- **Exercise description**: Output each line of the listing that follows, with every character kept as it is.
[Provided records — start]
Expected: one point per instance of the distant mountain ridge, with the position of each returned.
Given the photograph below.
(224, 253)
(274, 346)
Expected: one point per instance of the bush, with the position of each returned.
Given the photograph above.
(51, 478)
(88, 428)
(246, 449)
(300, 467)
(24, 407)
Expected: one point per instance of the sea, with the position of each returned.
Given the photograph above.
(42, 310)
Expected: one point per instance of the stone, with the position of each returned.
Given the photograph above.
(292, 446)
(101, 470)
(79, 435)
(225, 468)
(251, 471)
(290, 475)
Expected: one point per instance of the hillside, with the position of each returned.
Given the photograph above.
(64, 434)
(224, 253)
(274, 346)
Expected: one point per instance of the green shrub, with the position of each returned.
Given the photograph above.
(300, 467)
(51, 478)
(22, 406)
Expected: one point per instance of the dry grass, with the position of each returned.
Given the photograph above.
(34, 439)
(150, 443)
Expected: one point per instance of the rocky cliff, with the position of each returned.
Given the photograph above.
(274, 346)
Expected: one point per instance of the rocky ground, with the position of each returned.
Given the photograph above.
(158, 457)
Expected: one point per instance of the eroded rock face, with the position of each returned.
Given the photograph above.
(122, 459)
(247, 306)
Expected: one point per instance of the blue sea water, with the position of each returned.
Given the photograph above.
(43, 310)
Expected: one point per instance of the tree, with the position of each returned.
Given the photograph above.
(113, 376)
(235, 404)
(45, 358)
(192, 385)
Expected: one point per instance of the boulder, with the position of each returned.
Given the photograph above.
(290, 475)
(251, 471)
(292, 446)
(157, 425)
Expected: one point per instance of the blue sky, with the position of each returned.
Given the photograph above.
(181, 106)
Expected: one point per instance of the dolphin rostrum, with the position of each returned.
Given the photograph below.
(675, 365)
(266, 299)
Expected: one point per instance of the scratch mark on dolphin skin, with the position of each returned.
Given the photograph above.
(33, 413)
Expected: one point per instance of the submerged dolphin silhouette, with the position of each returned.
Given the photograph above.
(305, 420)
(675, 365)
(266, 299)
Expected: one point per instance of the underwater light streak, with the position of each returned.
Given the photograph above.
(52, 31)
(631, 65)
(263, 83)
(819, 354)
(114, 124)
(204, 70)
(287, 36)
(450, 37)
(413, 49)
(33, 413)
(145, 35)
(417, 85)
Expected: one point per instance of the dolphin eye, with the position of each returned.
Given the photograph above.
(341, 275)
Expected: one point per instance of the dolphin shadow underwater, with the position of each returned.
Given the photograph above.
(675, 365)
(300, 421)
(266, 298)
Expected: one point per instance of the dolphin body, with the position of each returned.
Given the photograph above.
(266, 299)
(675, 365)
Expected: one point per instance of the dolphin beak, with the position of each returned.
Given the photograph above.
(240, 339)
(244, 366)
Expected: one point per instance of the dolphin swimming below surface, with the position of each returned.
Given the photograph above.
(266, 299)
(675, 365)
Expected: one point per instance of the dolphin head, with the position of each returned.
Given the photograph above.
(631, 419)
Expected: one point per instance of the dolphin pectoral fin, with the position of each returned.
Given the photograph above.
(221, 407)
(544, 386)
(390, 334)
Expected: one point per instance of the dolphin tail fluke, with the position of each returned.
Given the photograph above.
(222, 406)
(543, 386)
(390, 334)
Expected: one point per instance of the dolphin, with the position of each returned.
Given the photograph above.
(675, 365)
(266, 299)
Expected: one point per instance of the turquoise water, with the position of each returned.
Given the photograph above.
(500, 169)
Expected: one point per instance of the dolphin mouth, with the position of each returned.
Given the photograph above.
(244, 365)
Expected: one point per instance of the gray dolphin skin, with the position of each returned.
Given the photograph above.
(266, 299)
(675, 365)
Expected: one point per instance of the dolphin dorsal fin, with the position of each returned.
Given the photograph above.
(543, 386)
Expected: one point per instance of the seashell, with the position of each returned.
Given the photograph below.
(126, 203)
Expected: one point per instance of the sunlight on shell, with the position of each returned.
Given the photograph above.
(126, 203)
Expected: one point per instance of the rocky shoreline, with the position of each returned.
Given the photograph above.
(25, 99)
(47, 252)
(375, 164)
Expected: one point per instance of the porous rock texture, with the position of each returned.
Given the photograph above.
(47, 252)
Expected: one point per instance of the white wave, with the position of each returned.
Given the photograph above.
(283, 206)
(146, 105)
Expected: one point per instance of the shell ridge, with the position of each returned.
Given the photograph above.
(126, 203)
[Provided records — finish]
- **Response to this task**:
Expected: one point per instance of the distant mountain ridge, with the position of each returned.
Given the photograph below.
(224, 253)
(274, 346)
Expected: one point per instance of the bush, with the position of each returned.
Given the photograph above.
(51, 478)
(88, 428)
(246, 449)
(300, 467)
(24, 407)
Expected: one point per instance of the sea, with the position of each returned.
Given the photograph above.
(42, 310)
Expected: one point per instance of the stone, with the position of each returned.
Given the photograph above.
(292, 446)
(101, 470)
(79, 435)
(225, 468)
(251, 471)
(290, 475)
Expected: one point per instance of the hillside, with the position of each returned.
Given the photograph above.
(64, 434)
(224, 253)
(274, 346)
Expected: one point per instance of the green shrub, with the position of each returned.
Given the photograph above.
(300, 467)
(51, 478)
(22, 406)
Expected: one point per instance of the dry grass, with the position of each returned.
Given the photograph above.
(34, 439)
(150, 443)
Expected: one point per instance of the rocky cliff, with the position of each returned.
Given the photograph above.
(274, 346)
Expected: one point per instance of the rocky ground, with the position of each returned.
Given the photograph above.
(158, 457)
Expected: one point per instance of the eroded rock face, with the position of each returned.
Given the photograph above.
(122, 459)
(247, 306)
Expected: one point per instance of the blue sea water, with the position of each returned.
Given the photograph above.
(43, 310)
Expected: one point per instance of the tree, with the position of each returned.
Given the photograph above.
(113, 376)
(235, 404)
(45, 358)
(192, 385)
Expected: one point per instance of the boulder, with the position of each returned.
Given the photograph above.
(290, 475)
(251, 471)
(292, 446)
(157, 425)
Expected: one point per instance of the blue sky, with the position of each returned.
Given the photograph above.
(181, 106)
Expected: one point per instance of the dolphin rostrum, with the position of each returned.
Given the photograph below.
(675, 365)
(266, 299)
Expected: one point per instance of the scratch mark on dolphin skin, with the position of each returned.
Given the photograph above.
(33, 413)
Expected: one point per instance of the submerged dolphin silhouette, with the position of each returned.
Given the photograph above.
(305, 420)
(675, 365)
(266, 299)
Expected: one point per instance of the underwater light streak, with the position of each returned.
Given the photograph above.
(52, 31)
(631, 65)
(263, 83)
(819, 354)
(114, 124)
(204, 70)
(287, 36)
(450, 37)
(413, 49)
(33, 413)
(145, 35)
(417, 85)
Expected: one point per instance of the dolphin eye, with the position of each returned.
Given the photograph above.
(341, 275)
Expected: one point per instance of the dolphin shadow underwater, with the position of each returned.
Given the photograph above.
(675, 365)
(300, 421)
(266, 298)
Expected: one point per instance of the dolphin body, with the position of each returned.
Given the photograph above.
(266, 299)
(675, 365)
Expected: one point per instance of the dolphin beak, with the position of each returned.
Given the photograph above.
(240, 339)
(244, 366)
Expected: one point per instance of the dolphin swimming below surface, with the position of each returned.
Given the photograph above.
(266, 299)
(675, 365)
Expected: one point per instance of the dolphin head, with the position of each returned.
Given the photograph above.
(631, 419)
Expected: one point per instance of the dolphin pectoral fin, with the position of each returned.
Given the photograph above.
(221, 407)
(544, 386)
(390, 334)
Expected: one point per instance of the dolphin tail fluke, with the position of each returned.
Given the photograph above.
(222, 406)
(543, 386)
(390, 334)
Expected: one point per instance of the dolphin, with the position of each returned.
Given the photograph above.
(675, 365)
(266, 299)
Expected: one point per instance of the turquoise water, with the position of each returned.
Given the photograph above.
(500, 169)
Expected: one point per instance of the dolphin mouth, with the position of each returned.
Given the photograph above.
(244, 365)
Expected: one point per instance of the gray dolphin skin, with the position of each returned.
Given the photograph above.
(266, 299)
(675, 365)
Expected: one point per instance of the dolphin dorsal fin, with the position of each returned.
Given the photograph above.
(543, 386)
Expected: one point per instance of the seashell, with the position of each returned.
Given the photograph below.
(126, 203)
Expected: one point per instance of the sunlight on shell, with the position of each returned.
Given the photograph above.
(126, 203)
Expected: one point per instance of the rocky shoreline, with the position of each returned.
Given the photograph above.
(25, 99)
(47, 252)
(375, 164)
Expected: one point per instance of the porous rock texture, with the position of each returned.
Given the photograph above.
(47, 252)
Expected: one point per instance of the white wave, with the position of each returned.
Given the photograph above.
(283, 206)
(146, 105)
Expected: one point per instance of the shell ridge, with the position of each returned.
Given the photograph above.
(126, 203)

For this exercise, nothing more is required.